(Pointing records)

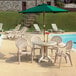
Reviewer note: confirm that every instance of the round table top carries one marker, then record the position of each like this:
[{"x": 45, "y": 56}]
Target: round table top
[{"x": 50, "y": 43}]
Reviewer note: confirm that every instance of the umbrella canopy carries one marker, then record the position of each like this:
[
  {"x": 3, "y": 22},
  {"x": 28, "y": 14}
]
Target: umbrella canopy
[{"x": 43, "y": 8}]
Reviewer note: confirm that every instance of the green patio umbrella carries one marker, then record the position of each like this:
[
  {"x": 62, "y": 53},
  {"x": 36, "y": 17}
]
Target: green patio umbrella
[{"x": 44, "y": 8}]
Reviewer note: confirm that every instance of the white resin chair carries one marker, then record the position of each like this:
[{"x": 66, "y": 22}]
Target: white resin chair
[
  {"x": 37, "y": 28},
  {"x": 1, "y": 27},
  {"x": 22, "y": 44},
  {"x": 56, "y": 29},
  {"x": 36, "y": 39},
  {"x": 58, "y": 40},
  {"x": 13, "y": 30},
  {"x": 64, "y": 52}
]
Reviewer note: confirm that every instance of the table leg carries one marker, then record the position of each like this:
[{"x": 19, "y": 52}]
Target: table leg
[{"x": 45, "y": 54}]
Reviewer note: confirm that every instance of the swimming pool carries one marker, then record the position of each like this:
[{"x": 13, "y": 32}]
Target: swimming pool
[{"x": 66, "y": 37}]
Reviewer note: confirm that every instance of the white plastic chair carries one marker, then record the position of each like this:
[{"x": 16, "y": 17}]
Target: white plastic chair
[
  {"x": 36, "y": 39},
  {"x": 64, "y": 52},
  {"x": 22, "y": 44},
  {"x": 37, "y": 27},
  {"x": 55, "y": 28},
  {"x": 13, "y": 30},
  {"x": 1, "y": 27}
]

### WRITTEN REQUEST
Rescale the lines starting at the one containing "Reviewer note: confirm that every instance of the white plastic" and ending at the end of the records, reproducing the requests unchanged and multiplying each coordinate in the answers by 0.2, rounded to whole numbers with halves rounded up. Present only these lines.

### ANSWER TO THIS PROBLEM
Reviewer note: confirm that every instance of the white plastic chair carries one marker, then record the position of each like this:
[{"x": 16, "y": 17}]
Target: white plastic chair
[
  {"x": 7, "y": 8},
  {"x": 13, "y": 10},
  {"x": 4, "y": 9},
  {"x": 7, "y": 5},
  {"x": 11, "y": 6},
  {"x": 3, "y": 6},
  {"x": 0, "y": 5}
]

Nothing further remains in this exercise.